● Entries for labeling bounding boxes:

-----

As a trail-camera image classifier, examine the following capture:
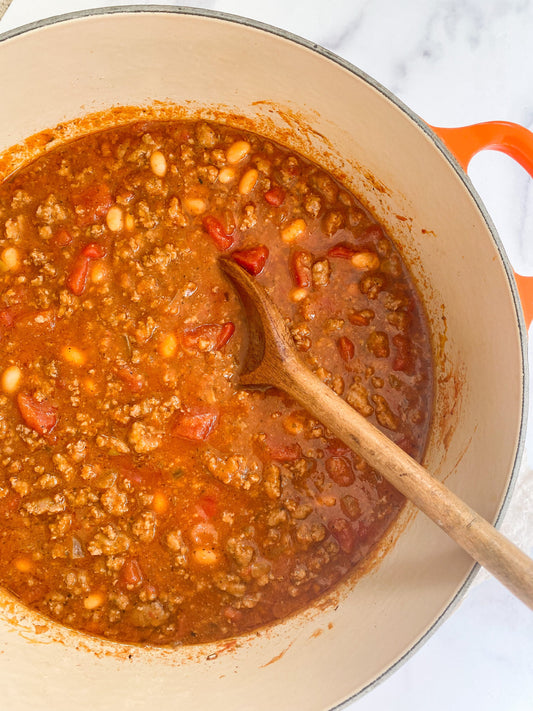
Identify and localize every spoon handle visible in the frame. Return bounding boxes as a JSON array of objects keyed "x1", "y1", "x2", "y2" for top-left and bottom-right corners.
[{"x1": 275, "y1": 360, "x2": 533, "y2": 610}]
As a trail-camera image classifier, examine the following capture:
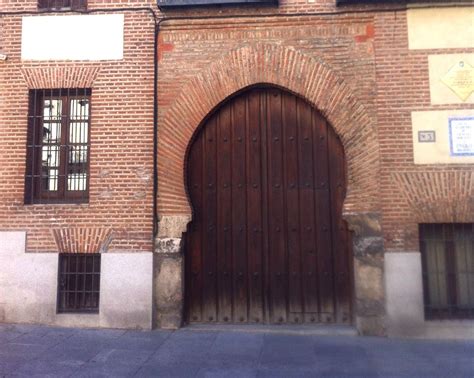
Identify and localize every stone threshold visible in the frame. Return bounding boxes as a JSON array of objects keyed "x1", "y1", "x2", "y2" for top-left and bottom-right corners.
[{"x1": 182, "y1": 324, "x2": 359, "y2": 336}]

-----

● Aim of the task: Count how many lines of the material above contain the word "array". Give only the number.

● Response: 2